SOURCE RECORDS:
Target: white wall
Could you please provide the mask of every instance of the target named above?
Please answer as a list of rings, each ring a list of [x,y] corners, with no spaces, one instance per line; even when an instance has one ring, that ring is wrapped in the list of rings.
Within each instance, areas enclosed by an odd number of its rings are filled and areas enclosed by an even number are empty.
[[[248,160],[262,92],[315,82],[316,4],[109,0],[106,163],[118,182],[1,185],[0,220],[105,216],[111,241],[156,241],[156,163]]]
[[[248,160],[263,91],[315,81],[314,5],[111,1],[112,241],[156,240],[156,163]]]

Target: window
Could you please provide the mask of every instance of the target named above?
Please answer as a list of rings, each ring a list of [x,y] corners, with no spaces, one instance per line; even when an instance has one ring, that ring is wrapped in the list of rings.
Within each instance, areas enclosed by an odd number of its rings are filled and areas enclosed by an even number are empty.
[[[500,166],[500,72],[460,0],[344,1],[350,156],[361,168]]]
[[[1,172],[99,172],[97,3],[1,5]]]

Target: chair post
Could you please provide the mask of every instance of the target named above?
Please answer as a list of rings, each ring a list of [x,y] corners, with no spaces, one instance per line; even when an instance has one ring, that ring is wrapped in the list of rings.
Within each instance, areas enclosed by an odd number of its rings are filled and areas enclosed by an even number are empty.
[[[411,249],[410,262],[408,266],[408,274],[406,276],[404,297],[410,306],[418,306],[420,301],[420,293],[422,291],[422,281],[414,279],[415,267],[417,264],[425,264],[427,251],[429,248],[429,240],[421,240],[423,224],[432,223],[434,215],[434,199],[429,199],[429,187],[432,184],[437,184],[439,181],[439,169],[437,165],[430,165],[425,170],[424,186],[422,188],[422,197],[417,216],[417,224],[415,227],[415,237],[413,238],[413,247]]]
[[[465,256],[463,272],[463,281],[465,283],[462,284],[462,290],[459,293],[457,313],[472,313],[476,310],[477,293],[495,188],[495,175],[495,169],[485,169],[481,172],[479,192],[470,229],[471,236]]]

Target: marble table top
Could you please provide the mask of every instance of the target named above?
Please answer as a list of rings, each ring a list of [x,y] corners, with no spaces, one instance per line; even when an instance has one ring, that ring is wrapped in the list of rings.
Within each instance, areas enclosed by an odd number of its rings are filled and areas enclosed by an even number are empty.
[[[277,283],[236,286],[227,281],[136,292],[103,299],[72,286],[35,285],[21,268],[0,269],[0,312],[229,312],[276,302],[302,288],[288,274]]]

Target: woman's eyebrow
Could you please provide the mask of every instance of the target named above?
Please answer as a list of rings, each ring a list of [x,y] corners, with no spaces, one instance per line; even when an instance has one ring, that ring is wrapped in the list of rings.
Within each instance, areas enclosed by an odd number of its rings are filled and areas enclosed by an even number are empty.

REQUIRED ACTION:
Nothing should be dropped: transcribe all the material exactly.

SOLUTION TO THE EXERCISE:
Target: white wall
Could you please provide the mask of every instance of the target named above?
Please answer as a list of rings, each ring a list of [x,y] corners, with no spaces, one instance per line; even when an instance has one ring, that ring is wrapped in the list of rings.
Within each instance, areas enclosed by an odd number of its rings are filled and areas enclosed by an even number are empty.
[[[248,160],[262,92],[315,82],[316,4],[109,0],[106,163],[118,182],[1,185],[0,220],[105,216],[111,241],[156,241],[156,163]]]
[[[248,160],[263,91],[315,81],[314,5],[111,1],[112,241],[156,240],[156,163]]]

Target: window
Could you please provide the mask of every instance of the target named above?
Please answer as a list of rings, each ring a list of [x,y] corners, with no spaces, one instance per line; even when an instance has one ring, that ring is wrapped in the list of rings.
Within each instance, areas enclosed by an odd number of its rings are filled and areas enclosed by an even number are empty.
[[[500,166],[500,72],[460,0],[344,1],[350,156],[361,168]]]
[[[1,172],[99,172],[97,3],[1,5]]]

Target: chair post
Could you please provide the mask of every instance of the target named above?
Please answer as a list of rings, each ring a list of [x,y] corners, with no spaces, one instance per line; even when an instance has one ring, that ring is wrapped in the list of rings.
Within each instance, areas enclosed by an odd number of its rings are filled and areas enclosed by an even number are empty.
[[[411,249],[410,262],[408,266],[408,274],[406,276],[404,297],[410,306],[418,306],[420,301],[420,293],[422,291],[422,281],[414,279],[415,267],[417,264],[425,264],[427,251],[429,248],[429,240],[421,240],[423,224],[432,223],[434,215],[434,199],[429,199],[429,187],[432,184],[437,184],[439,181],[439,169],[437,165],[430,165],[425,170],[424,186],[422,188],[422,197],[417,216],[417,224],[415,227],[415,237],[413,238],[413,247]]]
[[[465,256],[463,272],[463,281],[465,283],[462,284],[462,290],[459,293],[457,313],[472,313],[476,310],[477,293],[495,188],[495,175],[495,169],[485,169],[481,172],[479,192],[470,229],[471,236]]]

Target: marble table top
Could you please provide the mask of every instance of the target named above?
Please answer as a list of rings, each ring a list of [x,y] corners, with no spaces, one instance per line; even when an instance has one ring, that ring is wrapped in the list of rings.
Within each instance, areas enclosed by an odd number of its rings are filled and areas enclosed by an even number are empty.
[[[277,283],[236,286],[227,281],[136,292],[103,299],[72,286],[35,285],[21,268],[0,269],[0,312],[229,312],[276,302],[302,288],[288,274]]]

Target: woman's eyebrow
Could you please provide the mask of every instance of the target named above?
Please answer as a list of rings, each ring a list of [x,y] corners, with no spaces, one instance per line; even when an instance has one ring, that ring is wrapped in the list of rings.
Within each instance, areas enclosed by an odd number of its rings are filled and areas enclosed by an even number are empty.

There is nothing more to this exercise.